Extracto del conjunto de datos
..............................
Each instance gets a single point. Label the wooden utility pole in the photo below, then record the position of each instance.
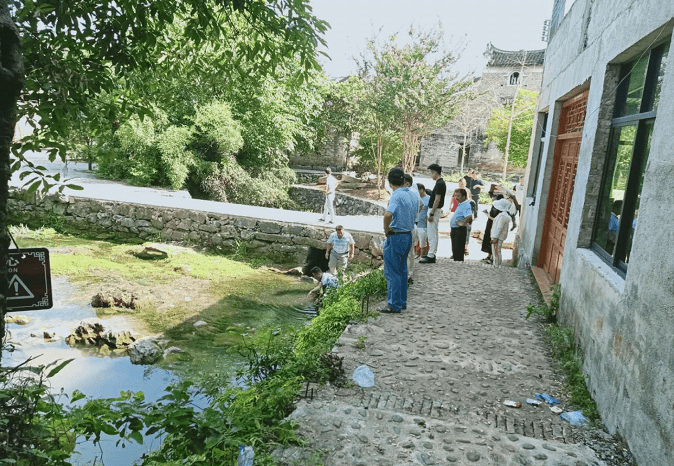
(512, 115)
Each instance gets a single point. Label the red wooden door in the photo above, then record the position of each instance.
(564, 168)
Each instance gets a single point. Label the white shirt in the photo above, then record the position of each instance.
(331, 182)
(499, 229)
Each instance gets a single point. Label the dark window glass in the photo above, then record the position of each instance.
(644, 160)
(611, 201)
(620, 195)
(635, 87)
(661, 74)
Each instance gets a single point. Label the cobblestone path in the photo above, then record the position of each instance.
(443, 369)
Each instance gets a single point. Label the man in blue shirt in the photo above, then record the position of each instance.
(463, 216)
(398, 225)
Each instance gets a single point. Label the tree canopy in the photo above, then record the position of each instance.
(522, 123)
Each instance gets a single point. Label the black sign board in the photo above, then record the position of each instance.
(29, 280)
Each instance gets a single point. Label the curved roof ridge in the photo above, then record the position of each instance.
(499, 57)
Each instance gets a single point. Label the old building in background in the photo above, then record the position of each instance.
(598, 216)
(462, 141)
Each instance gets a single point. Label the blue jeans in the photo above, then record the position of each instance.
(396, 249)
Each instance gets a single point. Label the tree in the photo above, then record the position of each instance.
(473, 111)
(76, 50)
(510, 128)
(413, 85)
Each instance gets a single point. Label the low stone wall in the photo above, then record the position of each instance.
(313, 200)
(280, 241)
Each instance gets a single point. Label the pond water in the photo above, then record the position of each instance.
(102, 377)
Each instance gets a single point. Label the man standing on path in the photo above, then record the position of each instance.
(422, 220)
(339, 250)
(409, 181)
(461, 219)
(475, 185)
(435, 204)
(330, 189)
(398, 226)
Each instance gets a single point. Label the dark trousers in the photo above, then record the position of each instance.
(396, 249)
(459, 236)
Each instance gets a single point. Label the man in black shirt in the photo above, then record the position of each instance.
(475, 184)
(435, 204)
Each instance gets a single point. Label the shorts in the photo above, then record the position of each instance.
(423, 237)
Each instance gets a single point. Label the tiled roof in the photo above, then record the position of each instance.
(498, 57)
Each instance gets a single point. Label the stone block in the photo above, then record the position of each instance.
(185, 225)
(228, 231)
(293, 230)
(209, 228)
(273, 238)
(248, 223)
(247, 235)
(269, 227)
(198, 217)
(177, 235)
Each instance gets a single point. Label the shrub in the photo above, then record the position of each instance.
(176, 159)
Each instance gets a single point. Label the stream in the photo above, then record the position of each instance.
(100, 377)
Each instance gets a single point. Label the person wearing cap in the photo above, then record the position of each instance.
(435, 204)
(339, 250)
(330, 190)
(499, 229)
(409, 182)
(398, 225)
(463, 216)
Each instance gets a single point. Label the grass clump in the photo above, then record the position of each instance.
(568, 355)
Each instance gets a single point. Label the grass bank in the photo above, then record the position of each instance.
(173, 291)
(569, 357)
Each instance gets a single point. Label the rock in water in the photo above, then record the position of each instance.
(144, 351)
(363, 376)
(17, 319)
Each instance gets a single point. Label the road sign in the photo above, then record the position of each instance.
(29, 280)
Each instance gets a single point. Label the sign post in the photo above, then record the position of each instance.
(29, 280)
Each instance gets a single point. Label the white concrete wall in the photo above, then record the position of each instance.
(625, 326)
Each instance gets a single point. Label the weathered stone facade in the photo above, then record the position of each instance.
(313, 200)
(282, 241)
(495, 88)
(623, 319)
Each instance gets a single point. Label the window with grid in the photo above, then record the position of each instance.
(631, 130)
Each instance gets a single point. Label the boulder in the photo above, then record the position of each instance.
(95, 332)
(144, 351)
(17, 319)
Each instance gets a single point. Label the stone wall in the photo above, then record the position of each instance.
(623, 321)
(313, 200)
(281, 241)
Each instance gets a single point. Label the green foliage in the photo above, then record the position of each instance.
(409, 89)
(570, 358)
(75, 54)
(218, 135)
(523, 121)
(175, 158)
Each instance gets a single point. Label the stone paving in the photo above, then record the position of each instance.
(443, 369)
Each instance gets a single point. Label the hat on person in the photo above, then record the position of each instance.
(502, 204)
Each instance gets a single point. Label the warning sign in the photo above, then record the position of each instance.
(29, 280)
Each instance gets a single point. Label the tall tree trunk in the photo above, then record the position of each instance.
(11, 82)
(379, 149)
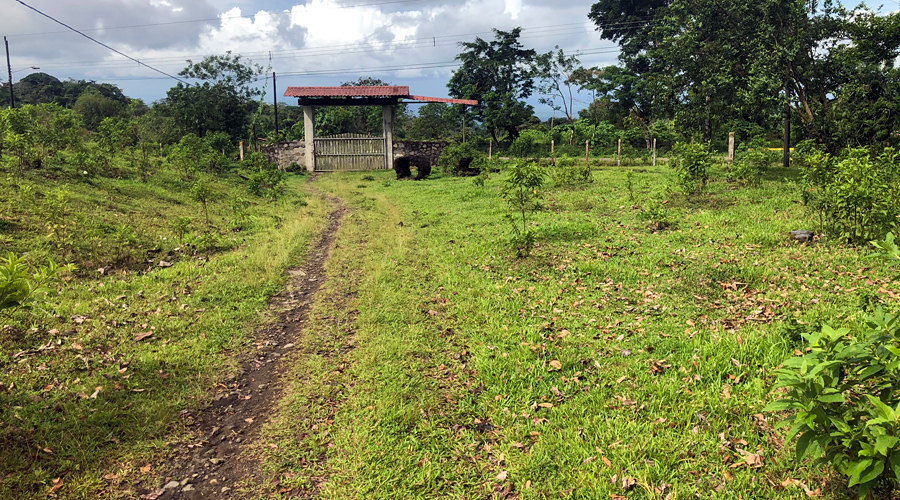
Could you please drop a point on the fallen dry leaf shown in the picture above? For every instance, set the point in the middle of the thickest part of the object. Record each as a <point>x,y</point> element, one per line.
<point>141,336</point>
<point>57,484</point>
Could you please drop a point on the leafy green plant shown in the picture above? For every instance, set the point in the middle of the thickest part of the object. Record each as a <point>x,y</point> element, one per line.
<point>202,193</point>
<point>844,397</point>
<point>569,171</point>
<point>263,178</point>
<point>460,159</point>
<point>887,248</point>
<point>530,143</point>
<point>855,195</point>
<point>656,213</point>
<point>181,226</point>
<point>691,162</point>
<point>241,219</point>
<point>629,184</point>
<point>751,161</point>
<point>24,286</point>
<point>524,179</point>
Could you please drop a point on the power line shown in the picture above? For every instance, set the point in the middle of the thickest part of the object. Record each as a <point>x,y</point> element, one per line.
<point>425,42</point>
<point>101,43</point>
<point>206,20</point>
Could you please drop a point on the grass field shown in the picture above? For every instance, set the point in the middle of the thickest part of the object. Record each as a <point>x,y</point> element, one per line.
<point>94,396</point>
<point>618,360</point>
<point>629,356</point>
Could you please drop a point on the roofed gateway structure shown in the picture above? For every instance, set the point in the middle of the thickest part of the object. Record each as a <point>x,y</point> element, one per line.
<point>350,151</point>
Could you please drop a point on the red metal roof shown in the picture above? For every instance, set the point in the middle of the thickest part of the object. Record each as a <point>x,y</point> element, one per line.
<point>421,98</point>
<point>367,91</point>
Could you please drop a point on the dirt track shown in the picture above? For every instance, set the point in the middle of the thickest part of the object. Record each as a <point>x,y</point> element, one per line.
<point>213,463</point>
..............................
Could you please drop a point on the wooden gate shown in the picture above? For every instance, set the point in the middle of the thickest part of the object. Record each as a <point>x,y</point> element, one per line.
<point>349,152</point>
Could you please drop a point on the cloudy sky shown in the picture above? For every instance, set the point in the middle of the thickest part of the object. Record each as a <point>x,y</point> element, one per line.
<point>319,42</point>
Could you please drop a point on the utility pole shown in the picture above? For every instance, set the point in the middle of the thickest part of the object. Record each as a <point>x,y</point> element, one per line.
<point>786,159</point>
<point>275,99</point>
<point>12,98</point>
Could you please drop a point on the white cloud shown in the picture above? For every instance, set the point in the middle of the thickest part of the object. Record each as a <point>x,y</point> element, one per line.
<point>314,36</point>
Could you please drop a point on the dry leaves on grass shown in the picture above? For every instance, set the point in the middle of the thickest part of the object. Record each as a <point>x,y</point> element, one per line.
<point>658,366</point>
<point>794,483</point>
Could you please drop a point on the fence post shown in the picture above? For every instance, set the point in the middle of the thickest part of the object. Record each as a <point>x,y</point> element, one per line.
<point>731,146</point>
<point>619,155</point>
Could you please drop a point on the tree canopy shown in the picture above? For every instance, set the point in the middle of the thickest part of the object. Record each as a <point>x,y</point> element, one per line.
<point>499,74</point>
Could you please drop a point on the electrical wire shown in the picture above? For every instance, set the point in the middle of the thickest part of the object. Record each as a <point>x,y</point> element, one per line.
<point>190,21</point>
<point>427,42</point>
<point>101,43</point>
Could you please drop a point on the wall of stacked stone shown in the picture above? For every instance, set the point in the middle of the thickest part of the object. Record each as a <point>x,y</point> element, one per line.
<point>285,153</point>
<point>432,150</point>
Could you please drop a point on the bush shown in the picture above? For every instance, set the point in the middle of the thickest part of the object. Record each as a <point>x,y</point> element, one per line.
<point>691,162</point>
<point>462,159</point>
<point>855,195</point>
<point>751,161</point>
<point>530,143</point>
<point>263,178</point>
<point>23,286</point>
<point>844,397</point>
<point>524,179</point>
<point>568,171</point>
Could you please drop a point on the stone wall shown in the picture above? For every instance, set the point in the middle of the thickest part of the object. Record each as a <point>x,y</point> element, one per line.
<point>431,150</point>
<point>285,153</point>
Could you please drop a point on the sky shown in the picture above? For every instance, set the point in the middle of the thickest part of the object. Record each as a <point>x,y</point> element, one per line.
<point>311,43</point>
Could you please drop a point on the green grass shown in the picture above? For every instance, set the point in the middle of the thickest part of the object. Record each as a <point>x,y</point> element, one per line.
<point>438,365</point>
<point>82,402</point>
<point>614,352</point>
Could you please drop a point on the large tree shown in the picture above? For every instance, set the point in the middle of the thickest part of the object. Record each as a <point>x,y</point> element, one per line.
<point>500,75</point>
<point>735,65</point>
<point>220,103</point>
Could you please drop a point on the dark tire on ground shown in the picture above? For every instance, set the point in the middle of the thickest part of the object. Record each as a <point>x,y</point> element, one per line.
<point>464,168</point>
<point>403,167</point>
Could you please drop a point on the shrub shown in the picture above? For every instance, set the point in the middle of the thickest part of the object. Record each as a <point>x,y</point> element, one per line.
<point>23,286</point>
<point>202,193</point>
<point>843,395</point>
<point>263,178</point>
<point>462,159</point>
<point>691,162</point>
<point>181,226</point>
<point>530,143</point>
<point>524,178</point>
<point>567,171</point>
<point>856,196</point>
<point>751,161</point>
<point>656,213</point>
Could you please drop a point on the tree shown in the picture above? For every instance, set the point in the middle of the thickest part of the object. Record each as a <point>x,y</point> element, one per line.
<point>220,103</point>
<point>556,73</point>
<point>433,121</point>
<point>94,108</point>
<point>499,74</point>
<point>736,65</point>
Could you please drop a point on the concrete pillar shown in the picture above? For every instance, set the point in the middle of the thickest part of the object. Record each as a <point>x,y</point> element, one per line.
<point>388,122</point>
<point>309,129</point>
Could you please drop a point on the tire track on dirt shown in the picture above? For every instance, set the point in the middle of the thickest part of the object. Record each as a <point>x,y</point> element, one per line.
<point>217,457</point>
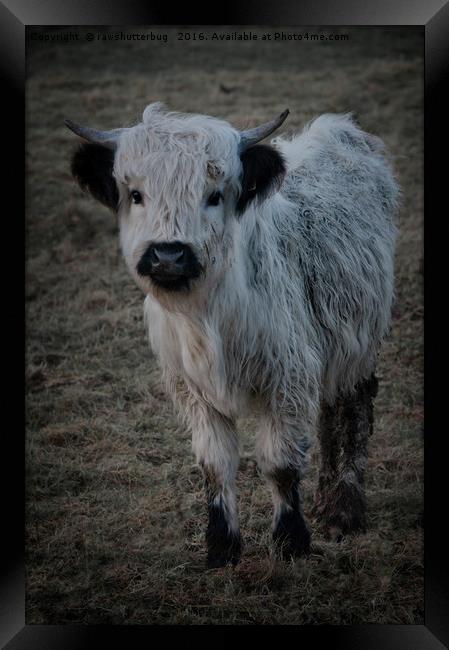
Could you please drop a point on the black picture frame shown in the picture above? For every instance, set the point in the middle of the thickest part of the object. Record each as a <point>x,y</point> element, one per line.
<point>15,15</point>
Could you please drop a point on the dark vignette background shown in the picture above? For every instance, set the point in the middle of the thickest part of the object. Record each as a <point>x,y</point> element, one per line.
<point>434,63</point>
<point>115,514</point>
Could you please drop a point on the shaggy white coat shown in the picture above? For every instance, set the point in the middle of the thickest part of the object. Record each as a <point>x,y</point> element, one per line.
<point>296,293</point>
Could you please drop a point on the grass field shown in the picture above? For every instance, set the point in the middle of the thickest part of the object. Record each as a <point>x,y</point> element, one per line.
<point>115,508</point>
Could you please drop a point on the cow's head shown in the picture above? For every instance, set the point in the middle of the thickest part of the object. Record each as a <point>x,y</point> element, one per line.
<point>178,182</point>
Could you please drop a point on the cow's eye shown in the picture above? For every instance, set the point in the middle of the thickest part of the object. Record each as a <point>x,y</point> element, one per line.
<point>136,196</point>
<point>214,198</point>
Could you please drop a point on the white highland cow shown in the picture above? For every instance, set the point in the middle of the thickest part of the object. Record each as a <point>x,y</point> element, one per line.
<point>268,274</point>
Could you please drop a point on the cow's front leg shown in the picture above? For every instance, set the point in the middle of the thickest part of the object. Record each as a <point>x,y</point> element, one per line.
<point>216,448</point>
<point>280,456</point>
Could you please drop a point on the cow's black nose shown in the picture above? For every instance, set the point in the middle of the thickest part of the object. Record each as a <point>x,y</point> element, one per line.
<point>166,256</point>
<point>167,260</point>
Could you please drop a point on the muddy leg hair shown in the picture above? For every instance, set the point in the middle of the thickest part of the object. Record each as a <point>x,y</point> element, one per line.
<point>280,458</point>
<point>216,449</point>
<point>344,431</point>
..............................
Filtra los ítems, por favor, y copia cada línea que contenga la palabra "window". Se distinguen mayúsculas y minúsculas.

Each instance gets a single point. Label the dark window glass in the photo above, then record the position of each instance.
Each instance gets a single point. Label the window with grid in the photo above, then record the position of each instance.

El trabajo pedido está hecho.